■ Description of the task
Below are some records; output all of them exactly.

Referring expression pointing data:
※

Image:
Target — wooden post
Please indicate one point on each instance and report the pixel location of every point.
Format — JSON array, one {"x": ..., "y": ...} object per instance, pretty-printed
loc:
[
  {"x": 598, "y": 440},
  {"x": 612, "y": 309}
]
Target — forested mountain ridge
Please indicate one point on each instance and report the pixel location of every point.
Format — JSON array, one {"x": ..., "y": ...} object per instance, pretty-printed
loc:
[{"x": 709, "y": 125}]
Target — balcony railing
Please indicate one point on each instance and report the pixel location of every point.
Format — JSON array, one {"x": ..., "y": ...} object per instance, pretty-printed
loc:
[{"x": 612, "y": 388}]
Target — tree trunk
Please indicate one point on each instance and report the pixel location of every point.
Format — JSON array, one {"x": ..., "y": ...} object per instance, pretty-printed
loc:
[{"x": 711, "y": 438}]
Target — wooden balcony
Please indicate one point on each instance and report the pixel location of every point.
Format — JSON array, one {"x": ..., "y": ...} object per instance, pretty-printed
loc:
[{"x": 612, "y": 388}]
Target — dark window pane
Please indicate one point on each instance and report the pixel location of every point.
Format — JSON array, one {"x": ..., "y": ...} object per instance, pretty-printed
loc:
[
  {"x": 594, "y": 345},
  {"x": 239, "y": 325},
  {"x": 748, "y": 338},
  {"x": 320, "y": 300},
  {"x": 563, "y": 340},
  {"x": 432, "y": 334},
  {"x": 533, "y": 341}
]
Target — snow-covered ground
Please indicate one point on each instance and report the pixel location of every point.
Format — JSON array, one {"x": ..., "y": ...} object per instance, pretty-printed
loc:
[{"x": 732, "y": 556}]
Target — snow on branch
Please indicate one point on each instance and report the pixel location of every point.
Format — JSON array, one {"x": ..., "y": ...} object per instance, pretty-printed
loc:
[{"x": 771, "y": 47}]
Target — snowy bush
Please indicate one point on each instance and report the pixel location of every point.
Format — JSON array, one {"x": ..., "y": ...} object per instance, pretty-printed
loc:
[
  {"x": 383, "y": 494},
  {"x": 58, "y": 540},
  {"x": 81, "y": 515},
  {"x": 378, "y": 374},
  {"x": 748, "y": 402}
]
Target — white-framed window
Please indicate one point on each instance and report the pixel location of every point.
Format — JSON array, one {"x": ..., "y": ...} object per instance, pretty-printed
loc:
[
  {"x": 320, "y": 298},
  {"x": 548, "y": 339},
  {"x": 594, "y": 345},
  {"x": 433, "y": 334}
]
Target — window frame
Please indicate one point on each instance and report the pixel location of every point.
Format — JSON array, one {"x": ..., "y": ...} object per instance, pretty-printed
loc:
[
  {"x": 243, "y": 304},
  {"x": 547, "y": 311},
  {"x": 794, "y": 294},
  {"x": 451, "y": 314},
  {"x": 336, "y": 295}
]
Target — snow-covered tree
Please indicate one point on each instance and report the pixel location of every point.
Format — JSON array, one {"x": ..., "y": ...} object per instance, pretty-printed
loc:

※

■ Solution for this task
Image:
Target — wooden post
Please indicate one point on each instance and report the pixel location of every point.
Format — JSON array, one {"x": ..., "y": ...} object per instance, pretty-printed
loc:
[
  {"x": 598, "y": 440},
  {"x": 612, "y": 309}
]
Target — forested mountain ridge
Please indicate one point on each instance and report the pixel location of every point.
Format — JSON array, one {"x": ..., "y": ...} object per instance, pretty-printed
loc:
[{"x": 709, "y": 125}]
Target — balcony railing
Please indicate one point on each instance and report the pixel location of every point.
Format — JSON array, one {"x": ..., "y": ...} object per instance, pretty-printed
loc:
[{"x": 612, "y": 388}]
Target — tree trunk
Please indicate one point on each instance and report the pixel location of every point.
Format — JSON array, one {"x": ..., "y": ...} object per instance, pretty-printed
loc:
[{"x": 711, "y": 438}]
Target — wooden balcony
Please indicate one point on each instance and report the pixel location of every point.
Format — JSON array, one {"x": ..., "y": ...} object per instance, pretty-printed
loc:
[{"x": 612, "y": 388}]
Target — dark window pane
Please indicate one point on each instance and report the pixel location of every point.
Format — JSON array, one {"x": ..., "y": ...} object per instance, pretty-printed
loc:
[
  {"x": 594, "y": 345},
  {"x": 239, "y": 325},
  {"x": 748, "y": 338},
  {"x": 320, "y": 300},
  {"x": 563, "y": 340},
  {"x": 432, "y": 334},
  {"x": 533, "y": 341}
]
Target — snow-covered ground
Please indicate one point on each instance and report the pixel location of every point.
Format — JSON array, one {"x": ..., "y": ...} object per instance, pretty-printed
loc:
[{"x": 732, "y": 556}]
Target — snow on branch
Please indicate one point on each instance and report the pixel location of every point.
Format — JSON array, one {"x": ..., "y": ...} object per instance, pretty-printed
loc:
[{"x": 771, "y": 47}]
Target — snowy bush
Please indicate one point on each instance and report the pixel location of every point.
Format — JSON array, one {"x": ..., "y": ...} object per instance, pretty-printed
loc:
[
  {"x": 383, "y": 494},
  {"x": 58, "y": 540},
  {"x": 81, "y": 515},
  {"x": 378, "y": 374},
  {"x": 748, "y": 402}
]
Target — white-framed window
Please indicate one point on each instance and report the pixel location of every point.
Format — JSON array, one {"x": ..., "y": ...} object per instance, pretty-printed
loc:
[
  {"x": 320, "y": 298},
  {"x": 548, "y": 339},
  {"x": 594, "y": 345},
  {"x": 433, "y": 334}
]
Target — window frame
Please indicate one point on each instance and report the pixel location of every point.
Format — JSON array, one {"x": ..., "y": ...} object per instance, pretty-printed
loc:
[
  {"x": 243, "y": 304},
  {"x": 547, "y": 311},
  {"x": 794, "y": 294},
  {"x": 451, "y": 314},
  {"x": 336, "y": 295}
]
Target — snow-covered tree
Please indicate one point on each instance and report the pixel location of every point.
Format — JSON array, one {"x": ..., "y": ...} object per instance, pretty-printed
loc:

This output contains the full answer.